┌────────

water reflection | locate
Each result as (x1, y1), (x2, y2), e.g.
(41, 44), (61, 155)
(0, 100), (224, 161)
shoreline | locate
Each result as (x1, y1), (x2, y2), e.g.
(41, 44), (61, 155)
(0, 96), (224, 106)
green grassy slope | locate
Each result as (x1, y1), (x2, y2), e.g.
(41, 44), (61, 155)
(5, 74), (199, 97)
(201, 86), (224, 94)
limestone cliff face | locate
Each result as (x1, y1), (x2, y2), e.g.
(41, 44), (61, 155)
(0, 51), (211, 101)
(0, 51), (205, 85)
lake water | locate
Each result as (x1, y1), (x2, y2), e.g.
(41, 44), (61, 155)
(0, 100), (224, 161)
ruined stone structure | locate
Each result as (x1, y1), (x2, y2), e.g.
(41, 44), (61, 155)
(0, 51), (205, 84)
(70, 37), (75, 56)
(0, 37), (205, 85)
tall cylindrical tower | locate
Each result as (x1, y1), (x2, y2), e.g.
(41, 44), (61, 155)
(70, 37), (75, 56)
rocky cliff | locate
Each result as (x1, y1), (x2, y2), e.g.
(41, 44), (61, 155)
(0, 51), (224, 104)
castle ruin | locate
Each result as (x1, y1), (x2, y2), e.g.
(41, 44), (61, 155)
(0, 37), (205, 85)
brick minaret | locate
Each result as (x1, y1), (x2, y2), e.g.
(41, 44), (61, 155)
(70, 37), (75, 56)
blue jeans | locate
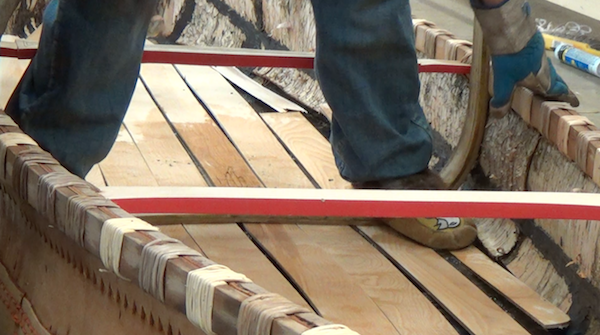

└────────

▸ Exercise aim:
Rewrite the listing above with "locate" replaced by "find" and everything else unchanged, leaving out the pictures.

▸ Response for this exercise:
water reflection | find
Each result as (x1, y1), (x2, y2), e.g.
(41, 44), (61, 155)
(0, 100), (224, 161)
shoreline | find
Each result as (x1, y1), (x2, y2), e.g.
(41, 44), (61, 155)
(0, 96), (224, 106)
green grassy slope | find
Each result as (x1, y1), (x2, y2), e.g.
(41, 44), (61, 155)
(5, 74), (199, 97)
(201, 86), (224, 94)
limestone cliff face | find
Each result as (x1, y1), (x2, y2), e.g.
(41, 44), (61, 155)
(0, 51), (211, 101)
(0, 51), (205, 85)
lake water | find
Each result as (x1, y1), (x2, y2), e.g.
(41, 44), (61, 155)
(0, 100), (224, 161)
ruined stone structure | find
Each result as (x1, y1), (x2, y2), e.g.
(41, 44), (61, 155)
(0, 51), (205, 84)
(70, 37), (75, 56)
(0, 37), (205, 85)
tall cylindrical tower | find
Each result as (x1, y1), (x2, y2), e.g.
(41, 44), (61, 155)
(70, 37), (75, 56)
rocky cliff | find
Each result as (x1, y1), (x2, y2), e.g.
(41, 44), (61, 155)
(0, 51), (224, 104)
castle ruin | find
Each result as (x1, y1), (x2, y2), e.g.
(41, 44), (61, 155)
(0, 37), (205, 85)
brick minaret | find
Each result as (x1, y1), (x2, y2), e.g.
(41, 44), (61, 155)
(70, 37), (75, 56)
blue jeans | find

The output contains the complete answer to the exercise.